▶ **SOURCE RECORDS**
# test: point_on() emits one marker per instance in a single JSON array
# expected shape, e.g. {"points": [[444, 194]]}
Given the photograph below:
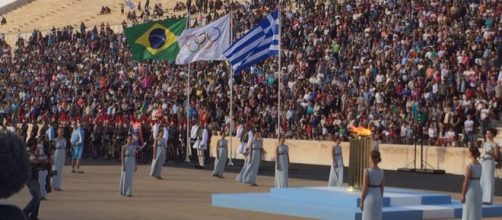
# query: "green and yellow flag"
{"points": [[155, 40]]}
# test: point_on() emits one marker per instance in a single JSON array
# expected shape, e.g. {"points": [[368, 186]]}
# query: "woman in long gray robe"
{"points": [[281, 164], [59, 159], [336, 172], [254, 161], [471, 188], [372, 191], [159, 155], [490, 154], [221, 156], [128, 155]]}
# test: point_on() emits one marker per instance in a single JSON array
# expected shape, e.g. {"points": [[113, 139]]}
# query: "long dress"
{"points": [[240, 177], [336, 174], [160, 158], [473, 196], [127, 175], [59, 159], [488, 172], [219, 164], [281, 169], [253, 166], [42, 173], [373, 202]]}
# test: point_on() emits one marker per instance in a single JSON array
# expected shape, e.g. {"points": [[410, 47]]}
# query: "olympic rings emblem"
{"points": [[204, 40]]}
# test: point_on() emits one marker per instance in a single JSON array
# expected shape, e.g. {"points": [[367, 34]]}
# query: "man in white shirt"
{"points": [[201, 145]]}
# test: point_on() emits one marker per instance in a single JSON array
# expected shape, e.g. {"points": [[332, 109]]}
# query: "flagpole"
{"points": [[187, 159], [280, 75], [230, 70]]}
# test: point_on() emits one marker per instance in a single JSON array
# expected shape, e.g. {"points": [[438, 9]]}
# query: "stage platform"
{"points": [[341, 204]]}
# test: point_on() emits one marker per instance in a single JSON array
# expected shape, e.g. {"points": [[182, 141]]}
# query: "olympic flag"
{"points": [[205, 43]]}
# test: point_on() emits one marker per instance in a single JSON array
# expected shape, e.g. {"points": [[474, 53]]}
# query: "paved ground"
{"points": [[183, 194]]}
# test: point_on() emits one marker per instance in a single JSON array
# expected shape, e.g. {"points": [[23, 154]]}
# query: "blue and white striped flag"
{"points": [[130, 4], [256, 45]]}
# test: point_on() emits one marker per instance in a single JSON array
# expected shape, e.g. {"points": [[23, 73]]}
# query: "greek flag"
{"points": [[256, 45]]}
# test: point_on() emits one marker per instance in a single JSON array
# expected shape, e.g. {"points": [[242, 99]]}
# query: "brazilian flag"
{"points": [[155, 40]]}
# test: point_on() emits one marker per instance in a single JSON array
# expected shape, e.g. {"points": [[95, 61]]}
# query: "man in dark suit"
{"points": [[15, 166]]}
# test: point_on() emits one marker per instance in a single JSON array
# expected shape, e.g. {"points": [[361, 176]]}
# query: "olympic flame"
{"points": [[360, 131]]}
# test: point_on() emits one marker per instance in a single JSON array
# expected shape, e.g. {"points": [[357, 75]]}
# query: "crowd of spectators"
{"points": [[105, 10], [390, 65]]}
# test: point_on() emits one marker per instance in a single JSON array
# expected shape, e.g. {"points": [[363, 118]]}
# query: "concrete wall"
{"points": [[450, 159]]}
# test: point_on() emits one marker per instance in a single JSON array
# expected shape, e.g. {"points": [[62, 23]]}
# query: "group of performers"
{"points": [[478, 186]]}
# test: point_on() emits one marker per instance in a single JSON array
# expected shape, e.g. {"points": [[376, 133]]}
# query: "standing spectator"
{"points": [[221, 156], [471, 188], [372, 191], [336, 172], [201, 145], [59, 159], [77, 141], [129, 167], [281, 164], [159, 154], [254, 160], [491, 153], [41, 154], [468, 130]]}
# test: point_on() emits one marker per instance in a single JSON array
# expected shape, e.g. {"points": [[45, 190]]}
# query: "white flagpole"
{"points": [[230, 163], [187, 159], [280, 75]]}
==
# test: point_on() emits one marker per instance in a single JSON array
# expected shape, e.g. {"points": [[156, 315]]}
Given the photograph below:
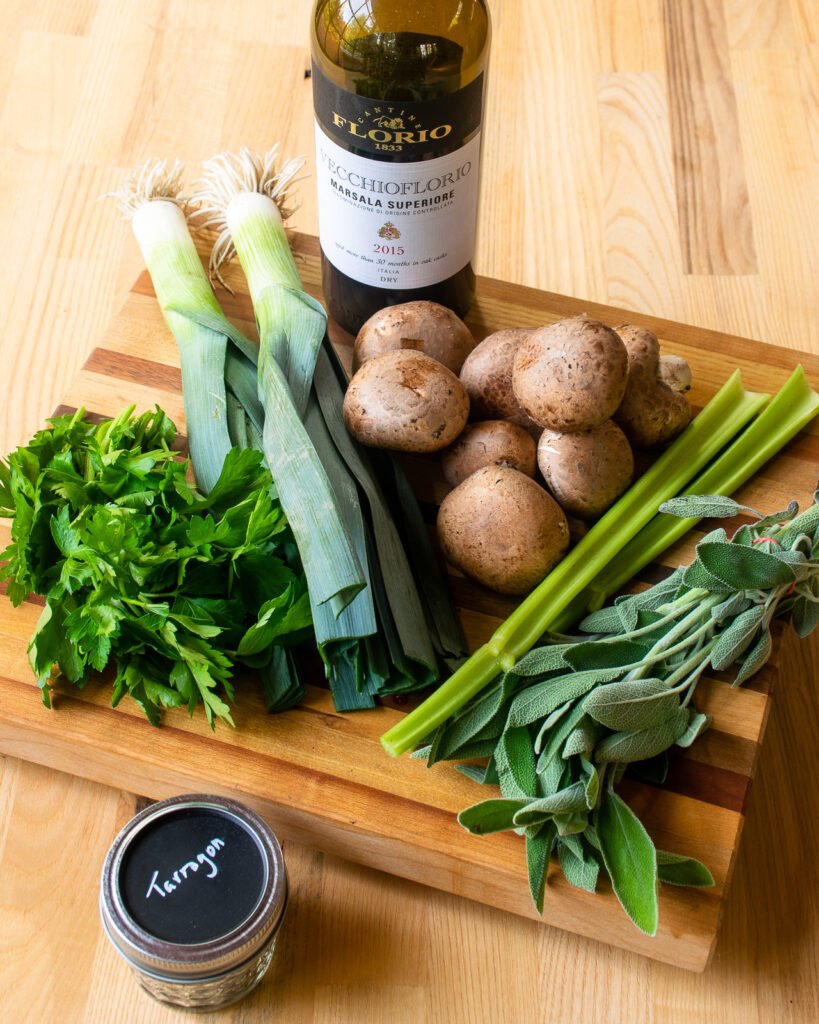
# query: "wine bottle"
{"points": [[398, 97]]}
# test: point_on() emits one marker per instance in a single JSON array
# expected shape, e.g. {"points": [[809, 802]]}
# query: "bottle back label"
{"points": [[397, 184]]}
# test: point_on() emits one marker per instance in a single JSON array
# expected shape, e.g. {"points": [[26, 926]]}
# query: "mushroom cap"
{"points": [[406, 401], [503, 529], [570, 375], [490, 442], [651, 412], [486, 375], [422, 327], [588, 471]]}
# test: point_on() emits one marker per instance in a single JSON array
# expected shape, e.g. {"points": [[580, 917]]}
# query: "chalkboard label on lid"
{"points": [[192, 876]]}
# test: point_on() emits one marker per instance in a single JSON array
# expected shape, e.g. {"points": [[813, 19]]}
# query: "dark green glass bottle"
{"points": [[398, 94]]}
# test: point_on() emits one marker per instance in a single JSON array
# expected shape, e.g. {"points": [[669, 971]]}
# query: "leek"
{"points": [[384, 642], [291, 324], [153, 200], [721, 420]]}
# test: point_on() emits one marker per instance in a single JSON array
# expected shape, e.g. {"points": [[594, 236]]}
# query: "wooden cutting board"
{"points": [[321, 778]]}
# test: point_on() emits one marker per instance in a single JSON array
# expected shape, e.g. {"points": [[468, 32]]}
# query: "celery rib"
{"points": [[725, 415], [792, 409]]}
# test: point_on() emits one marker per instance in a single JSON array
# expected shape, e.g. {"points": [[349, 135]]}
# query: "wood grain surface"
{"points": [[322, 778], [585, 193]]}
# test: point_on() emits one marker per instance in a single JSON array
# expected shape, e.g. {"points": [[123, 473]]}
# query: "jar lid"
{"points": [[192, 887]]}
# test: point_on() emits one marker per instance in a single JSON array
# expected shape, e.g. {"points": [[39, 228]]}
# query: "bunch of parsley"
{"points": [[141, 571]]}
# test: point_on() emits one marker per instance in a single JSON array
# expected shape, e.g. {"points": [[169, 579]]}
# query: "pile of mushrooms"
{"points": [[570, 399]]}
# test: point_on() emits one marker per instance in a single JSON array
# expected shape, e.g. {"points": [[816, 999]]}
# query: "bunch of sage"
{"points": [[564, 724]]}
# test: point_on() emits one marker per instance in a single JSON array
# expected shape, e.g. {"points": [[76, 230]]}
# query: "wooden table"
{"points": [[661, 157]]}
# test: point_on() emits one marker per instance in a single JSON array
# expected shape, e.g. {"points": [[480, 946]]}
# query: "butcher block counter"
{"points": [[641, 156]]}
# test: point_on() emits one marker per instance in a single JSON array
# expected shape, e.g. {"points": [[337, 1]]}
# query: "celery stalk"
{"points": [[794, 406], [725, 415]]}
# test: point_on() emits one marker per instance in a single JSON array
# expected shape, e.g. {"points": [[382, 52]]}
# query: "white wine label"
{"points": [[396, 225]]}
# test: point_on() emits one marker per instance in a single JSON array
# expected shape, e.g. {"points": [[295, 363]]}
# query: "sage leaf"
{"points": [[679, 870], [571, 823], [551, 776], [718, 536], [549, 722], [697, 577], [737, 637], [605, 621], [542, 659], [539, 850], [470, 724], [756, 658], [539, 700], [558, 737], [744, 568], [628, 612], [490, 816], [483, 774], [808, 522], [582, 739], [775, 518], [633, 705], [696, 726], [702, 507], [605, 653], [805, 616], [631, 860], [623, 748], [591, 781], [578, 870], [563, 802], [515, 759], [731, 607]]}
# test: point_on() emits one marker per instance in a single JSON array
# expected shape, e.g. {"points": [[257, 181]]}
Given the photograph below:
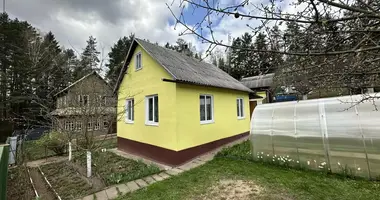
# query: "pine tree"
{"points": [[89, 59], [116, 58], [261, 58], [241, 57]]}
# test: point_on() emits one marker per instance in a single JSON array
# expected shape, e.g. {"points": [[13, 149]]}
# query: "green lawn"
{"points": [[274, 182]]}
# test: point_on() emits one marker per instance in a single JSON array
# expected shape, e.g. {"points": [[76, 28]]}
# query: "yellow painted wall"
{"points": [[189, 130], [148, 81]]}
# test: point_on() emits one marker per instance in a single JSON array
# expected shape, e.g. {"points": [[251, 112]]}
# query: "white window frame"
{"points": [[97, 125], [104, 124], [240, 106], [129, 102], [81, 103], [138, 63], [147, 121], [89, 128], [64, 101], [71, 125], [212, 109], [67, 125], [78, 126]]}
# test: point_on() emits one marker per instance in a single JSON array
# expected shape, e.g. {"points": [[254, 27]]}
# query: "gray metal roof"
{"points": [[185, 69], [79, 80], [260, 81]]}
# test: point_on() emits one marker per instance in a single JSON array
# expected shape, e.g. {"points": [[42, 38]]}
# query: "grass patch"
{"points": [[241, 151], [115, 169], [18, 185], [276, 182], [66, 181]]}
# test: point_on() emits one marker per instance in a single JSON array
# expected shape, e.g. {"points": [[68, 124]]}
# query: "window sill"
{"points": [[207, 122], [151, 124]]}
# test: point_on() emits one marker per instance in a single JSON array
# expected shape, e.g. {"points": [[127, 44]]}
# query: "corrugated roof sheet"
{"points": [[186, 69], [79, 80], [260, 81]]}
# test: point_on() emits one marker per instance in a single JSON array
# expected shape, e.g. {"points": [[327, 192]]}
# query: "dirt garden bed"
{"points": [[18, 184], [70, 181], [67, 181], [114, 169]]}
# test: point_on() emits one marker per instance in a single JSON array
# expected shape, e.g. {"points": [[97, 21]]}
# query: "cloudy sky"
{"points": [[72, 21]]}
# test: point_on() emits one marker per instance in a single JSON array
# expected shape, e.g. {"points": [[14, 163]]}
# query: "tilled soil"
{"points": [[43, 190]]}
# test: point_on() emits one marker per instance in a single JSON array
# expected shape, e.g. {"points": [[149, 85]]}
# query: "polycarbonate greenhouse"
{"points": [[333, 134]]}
==
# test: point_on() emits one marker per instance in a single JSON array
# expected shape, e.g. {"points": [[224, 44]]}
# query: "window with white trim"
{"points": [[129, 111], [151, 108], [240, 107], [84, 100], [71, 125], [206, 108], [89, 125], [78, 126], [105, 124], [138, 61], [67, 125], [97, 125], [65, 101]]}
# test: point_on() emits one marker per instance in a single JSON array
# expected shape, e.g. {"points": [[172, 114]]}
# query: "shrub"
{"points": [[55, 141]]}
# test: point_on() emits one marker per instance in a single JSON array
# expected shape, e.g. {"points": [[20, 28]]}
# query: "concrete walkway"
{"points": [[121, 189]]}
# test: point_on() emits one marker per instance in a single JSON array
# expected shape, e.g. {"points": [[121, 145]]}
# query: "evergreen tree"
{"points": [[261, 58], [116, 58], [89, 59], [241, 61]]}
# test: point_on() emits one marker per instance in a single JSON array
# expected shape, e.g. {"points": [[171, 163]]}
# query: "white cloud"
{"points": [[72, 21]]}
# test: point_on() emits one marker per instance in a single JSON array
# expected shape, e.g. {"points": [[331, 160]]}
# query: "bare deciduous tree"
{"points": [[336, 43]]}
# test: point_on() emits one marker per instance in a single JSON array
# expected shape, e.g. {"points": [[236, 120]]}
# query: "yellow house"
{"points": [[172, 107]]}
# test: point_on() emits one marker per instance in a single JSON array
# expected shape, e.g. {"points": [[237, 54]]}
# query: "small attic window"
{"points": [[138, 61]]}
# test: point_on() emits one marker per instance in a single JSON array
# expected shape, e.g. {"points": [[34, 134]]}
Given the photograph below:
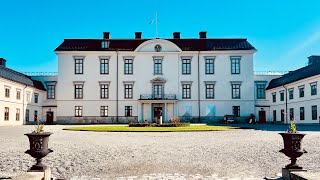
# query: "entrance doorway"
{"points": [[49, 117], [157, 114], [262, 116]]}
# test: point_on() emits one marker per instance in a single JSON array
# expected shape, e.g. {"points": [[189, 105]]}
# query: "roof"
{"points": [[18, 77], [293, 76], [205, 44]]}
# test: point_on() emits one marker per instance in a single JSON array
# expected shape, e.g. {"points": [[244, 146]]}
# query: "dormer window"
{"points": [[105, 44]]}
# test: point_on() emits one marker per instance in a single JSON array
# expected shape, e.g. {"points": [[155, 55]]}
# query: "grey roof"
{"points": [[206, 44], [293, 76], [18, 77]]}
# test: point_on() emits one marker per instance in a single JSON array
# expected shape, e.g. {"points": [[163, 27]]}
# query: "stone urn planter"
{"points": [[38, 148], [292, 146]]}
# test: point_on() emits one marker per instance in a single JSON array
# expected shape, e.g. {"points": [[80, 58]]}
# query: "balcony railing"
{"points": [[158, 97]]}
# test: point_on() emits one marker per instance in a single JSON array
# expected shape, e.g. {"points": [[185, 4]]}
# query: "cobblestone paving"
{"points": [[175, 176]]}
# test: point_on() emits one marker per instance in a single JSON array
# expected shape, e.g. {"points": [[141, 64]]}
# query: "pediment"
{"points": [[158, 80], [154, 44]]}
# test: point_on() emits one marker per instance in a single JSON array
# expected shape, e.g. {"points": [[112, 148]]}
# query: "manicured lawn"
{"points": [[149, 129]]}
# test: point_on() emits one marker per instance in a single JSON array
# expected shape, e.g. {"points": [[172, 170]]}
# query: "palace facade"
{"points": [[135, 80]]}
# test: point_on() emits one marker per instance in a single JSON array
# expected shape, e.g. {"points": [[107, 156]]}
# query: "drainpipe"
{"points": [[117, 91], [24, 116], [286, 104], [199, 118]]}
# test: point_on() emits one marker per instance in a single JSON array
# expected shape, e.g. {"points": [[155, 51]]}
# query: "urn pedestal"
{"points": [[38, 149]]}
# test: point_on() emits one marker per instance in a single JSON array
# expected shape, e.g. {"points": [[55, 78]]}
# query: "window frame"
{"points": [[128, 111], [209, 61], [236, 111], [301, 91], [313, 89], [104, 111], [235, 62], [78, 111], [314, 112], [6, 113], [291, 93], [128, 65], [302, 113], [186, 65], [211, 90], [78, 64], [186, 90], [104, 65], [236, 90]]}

▶ **TASK REQUIREMENTS**
Count the lines in the rows above that contain the string "label", treating uppercase and lowercase as different. Reply with the number alone.

▶ **OUTPUT BELOW**
3